### Stated exercise a
Answer these questions about the Data-Thon passage below, marking each answer (i), (ii) or (iii) to match:
(i) Who led Team 3 as Team Lead?
(ii) Which tool does the passage name for data analytics?
(iii) What was the overarching theme of the event?

### Passage shown
=======

The Third Annual Financial Services Center (FSC) Machine Learning Data-Thon in 2023 marked a proud moment for zCore, with a strong showing from our company. Michael Bastos, our Director of Engineering and a military Veteran, led Team 3 to victory as the Team Lead. His leadership was a crucial factor in the team’s success. CEO Erick Zenteno and Michael Nau, our Tech Lead in DevOps, MLOps, and DataOps, also Veterans, were there in support of the FSC challenge, demonstrating the company’s commitment to the event.
Their military backgrounds contributed significantly, bringing a sense of duty, dedication, and a deep understanding of the VA’s mission. This experience informed their approach to developing not just technologically advanced solutions, but those that are genuinely purpose-driven. For zCore, the Data-Thon was an opportunity to showcase our solidarity and dedication, offering meaningful solutions that resonate with the needs of fellow Veterans. The strong participation from the majority of our company highlighted our collective support and commitment to the cause.
At the heart of our ethos is a deep commitment to innovation, where we utilize advanced technologies and effective team leadership to create solutions that empower Veterans. Our approach involves not just using the latest technologies (Azure Machine Learning) and data analytics (Databricks), but also ensuring that each solution we develop has a real impact on Veterans’ lives.
By focusing on the needs of our end-users, we strive to make systems more user-friendly, improve communication, and provide easy access to information. This approach helps us transform the landscape of services for Veterans.
The Data-Thon served as a crucible for innovation, fostering collaboration and enhancing data analysis for VA. With a focus on VHA Supply Chain Undelivered Orders (UDOs), the event aimed to encourage participants to ideate, innovate, and learn from one another, all within the overarching theme of Predictive Modeling.

=======

### Source material
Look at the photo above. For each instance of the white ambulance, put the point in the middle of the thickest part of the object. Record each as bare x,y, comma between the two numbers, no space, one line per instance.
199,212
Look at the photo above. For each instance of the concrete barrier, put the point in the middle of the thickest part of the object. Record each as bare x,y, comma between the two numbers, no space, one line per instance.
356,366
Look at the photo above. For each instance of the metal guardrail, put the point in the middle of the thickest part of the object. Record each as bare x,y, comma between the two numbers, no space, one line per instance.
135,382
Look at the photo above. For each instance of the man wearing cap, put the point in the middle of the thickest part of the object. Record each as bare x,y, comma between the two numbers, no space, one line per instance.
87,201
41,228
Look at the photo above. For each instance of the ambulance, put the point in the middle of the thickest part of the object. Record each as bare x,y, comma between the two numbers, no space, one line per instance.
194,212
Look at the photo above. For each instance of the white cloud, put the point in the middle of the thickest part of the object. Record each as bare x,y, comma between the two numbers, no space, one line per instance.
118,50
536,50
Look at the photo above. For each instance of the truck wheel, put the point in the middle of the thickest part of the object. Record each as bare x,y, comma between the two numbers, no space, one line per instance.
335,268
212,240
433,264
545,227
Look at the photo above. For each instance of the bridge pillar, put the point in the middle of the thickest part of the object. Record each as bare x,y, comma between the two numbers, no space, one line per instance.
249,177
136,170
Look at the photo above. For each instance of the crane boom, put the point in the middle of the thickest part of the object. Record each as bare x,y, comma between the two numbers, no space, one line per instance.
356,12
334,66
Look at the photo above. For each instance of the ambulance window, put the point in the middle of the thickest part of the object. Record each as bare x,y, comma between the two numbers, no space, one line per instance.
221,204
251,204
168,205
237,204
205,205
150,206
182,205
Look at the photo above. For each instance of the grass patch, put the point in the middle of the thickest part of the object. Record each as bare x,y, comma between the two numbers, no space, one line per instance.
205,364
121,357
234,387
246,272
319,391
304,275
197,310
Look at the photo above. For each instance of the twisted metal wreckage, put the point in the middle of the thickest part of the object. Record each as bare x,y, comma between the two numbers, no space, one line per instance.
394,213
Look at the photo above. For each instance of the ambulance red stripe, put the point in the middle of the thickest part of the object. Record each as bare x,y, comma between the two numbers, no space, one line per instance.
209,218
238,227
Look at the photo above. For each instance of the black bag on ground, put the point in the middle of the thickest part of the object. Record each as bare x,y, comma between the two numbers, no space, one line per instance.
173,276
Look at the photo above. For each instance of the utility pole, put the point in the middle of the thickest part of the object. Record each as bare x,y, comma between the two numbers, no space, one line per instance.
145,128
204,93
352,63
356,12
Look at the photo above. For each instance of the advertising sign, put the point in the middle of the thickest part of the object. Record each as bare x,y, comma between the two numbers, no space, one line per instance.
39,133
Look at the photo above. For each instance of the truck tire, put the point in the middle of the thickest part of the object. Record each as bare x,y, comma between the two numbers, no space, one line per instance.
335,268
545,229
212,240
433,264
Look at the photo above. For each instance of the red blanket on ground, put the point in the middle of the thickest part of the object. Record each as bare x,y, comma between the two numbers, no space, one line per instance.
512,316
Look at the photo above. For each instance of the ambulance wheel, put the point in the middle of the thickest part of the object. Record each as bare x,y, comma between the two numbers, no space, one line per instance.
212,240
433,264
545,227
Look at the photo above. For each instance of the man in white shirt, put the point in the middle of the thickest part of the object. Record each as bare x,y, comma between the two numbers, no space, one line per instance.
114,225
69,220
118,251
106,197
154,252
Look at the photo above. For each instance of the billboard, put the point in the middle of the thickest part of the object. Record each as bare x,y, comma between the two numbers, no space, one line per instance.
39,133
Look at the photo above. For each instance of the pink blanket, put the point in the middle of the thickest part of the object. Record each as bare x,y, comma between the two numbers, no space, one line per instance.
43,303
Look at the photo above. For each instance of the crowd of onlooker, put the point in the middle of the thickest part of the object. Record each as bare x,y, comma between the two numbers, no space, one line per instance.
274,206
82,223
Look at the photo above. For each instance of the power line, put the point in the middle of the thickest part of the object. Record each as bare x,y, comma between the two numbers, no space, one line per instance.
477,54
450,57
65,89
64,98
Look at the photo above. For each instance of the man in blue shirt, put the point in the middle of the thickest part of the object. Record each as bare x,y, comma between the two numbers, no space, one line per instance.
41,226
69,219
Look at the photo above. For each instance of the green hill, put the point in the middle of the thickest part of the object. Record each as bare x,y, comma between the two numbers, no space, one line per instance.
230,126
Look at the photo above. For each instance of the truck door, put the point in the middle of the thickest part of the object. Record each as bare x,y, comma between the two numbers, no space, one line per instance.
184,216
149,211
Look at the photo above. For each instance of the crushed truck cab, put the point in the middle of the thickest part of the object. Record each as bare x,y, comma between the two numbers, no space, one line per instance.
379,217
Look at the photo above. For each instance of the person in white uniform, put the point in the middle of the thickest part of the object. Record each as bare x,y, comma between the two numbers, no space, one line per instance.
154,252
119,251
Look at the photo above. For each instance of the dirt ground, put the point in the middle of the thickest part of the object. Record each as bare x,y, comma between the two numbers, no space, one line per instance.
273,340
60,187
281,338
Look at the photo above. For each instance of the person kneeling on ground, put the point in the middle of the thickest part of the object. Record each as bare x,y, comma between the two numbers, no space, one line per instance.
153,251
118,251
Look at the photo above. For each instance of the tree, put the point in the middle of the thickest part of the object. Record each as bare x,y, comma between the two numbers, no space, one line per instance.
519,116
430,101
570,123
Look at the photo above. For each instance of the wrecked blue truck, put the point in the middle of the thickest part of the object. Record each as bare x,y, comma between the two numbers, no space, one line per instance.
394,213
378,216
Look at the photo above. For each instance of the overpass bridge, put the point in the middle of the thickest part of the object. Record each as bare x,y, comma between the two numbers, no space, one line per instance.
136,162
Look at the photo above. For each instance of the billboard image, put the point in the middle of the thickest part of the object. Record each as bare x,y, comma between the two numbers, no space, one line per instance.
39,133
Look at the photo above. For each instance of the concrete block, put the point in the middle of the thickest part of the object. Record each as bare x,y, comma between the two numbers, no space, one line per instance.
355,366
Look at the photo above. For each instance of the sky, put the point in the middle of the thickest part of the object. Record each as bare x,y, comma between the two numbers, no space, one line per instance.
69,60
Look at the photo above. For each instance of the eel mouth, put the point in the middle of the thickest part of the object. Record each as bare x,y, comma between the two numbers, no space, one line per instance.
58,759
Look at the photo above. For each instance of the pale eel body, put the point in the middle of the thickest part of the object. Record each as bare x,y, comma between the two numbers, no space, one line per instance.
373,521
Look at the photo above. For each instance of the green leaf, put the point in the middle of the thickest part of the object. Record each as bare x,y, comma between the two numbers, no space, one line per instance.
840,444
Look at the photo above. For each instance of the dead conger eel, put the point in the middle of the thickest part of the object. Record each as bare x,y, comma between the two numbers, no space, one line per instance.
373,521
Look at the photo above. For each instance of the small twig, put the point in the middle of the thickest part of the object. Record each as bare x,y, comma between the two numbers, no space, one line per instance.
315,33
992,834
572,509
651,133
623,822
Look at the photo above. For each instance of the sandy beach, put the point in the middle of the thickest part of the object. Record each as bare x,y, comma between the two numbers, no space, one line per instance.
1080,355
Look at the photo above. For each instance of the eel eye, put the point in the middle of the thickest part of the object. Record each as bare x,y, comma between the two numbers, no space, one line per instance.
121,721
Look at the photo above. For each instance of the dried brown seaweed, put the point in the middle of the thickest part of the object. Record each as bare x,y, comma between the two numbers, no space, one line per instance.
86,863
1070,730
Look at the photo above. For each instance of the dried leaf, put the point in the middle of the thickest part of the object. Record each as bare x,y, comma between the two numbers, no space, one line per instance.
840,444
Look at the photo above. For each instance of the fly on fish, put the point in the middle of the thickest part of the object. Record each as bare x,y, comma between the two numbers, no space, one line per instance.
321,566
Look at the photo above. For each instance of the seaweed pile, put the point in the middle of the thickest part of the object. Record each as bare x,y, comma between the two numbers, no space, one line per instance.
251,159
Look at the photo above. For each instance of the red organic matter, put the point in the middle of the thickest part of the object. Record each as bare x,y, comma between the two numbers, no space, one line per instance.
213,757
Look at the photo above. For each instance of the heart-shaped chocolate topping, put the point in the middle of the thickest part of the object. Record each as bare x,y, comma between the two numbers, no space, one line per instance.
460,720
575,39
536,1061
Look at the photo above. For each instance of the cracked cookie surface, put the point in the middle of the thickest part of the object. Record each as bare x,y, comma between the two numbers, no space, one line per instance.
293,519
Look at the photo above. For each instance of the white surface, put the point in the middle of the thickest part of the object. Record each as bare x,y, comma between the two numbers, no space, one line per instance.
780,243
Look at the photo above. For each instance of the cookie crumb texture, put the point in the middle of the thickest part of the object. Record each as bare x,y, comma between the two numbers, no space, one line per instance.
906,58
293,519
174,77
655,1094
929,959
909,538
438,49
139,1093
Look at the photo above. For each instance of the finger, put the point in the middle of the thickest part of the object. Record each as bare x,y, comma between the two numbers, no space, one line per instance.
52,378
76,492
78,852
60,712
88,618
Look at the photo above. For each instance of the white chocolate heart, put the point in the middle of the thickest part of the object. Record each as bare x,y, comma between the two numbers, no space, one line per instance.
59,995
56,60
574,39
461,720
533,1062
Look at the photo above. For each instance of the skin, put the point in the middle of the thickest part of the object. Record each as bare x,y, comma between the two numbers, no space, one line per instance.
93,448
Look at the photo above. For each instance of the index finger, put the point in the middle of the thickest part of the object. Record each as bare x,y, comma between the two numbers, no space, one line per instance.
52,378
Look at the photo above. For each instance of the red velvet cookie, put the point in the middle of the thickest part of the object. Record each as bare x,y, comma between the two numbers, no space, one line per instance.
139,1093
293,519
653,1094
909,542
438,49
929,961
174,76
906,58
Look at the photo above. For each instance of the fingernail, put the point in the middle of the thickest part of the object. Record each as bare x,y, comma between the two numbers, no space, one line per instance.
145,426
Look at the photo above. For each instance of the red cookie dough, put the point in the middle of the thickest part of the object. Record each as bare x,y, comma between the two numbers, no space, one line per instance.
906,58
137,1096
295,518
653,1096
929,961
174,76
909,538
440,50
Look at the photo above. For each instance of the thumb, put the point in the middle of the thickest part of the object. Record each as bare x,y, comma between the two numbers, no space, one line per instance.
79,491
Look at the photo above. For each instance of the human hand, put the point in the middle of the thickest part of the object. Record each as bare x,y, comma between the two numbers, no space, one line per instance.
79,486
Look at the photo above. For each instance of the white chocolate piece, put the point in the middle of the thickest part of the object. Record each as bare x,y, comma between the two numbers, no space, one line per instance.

=======

### Stated exercise b
How many lines of the rows above contain the string "truck"? Case counts, and the reply should be the number alone.

### Response a
(i) Michael Bastos
(ii) Databricks
(iii) Predictive Modeling

### Response b
5